***** Information supplied

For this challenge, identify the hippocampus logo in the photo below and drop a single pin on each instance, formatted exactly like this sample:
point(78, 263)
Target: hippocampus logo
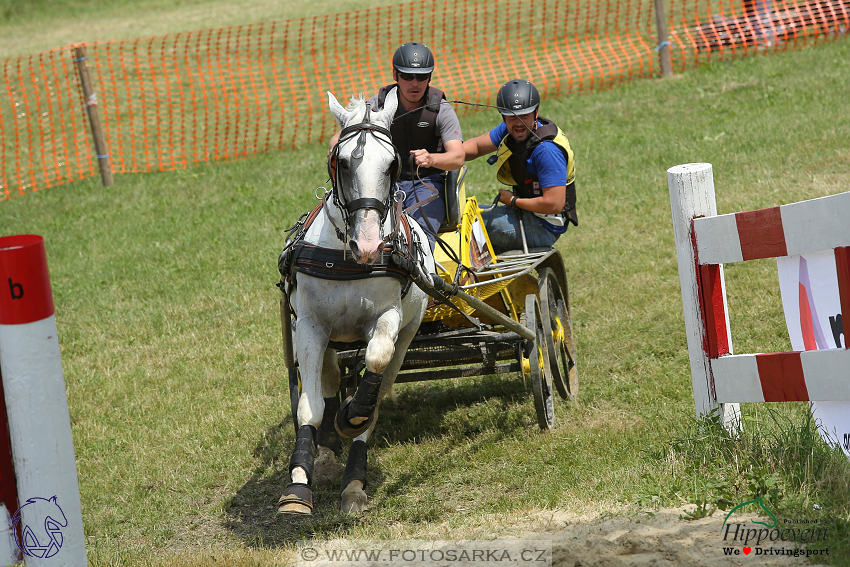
point(41, 536)
point(761, 505)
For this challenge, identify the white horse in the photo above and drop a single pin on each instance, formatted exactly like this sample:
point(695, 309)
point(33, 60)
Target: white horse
point(372, 310)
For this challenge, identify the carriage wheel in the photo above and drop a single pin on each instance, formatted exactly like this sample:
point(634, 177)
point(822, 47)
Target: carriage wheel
point(538, 368)
point(558, 327)
point(294, 393)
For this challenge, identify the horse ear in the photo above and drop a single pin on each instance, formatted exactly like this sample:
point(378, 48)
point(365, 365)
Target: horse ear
point(337, 110)
point(390, 106)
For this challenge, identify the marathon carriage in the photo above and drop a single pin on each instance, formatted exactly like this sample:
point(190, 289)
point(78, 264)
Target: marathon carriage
point(358, 270)
point(491, 314)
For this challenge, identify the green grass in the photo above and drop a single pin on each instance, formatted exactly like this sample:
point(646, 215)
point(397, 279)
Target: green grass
point(170, 337)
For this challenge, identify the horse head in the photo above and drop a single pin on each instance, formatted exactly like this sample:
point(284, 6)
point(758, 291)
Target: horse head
point(363, 166)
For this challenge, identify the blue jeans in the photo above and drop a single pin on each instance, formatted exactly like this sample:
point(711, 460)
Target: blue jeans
point(502, 224)
point(435, 211)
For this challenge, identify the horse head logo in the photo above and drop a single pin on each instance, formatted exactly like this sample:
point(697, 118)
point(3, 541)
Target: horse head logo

**********

◆ What the task asks:
Transcribe the lines above between the line holding "Target: marathon carriage" and the line holding "point(758, 291)", inclusive, exactly as they stand and with nothing added.

◆ Answer:
Target: marathon carriage
point(358, 270)
point(491, 314)
For this challenge, identify the green grass in the photo above and drop a single pin on each instance, formatted exactly like this sample:
point(646, 215)
point(397, 279)
Target: green grass
point(170, 337)
For this challenge, identify the horse head in the photo above and drop a single pin on each instance, formatted exactly like this sample:
point(284, 6)
point(758, 291)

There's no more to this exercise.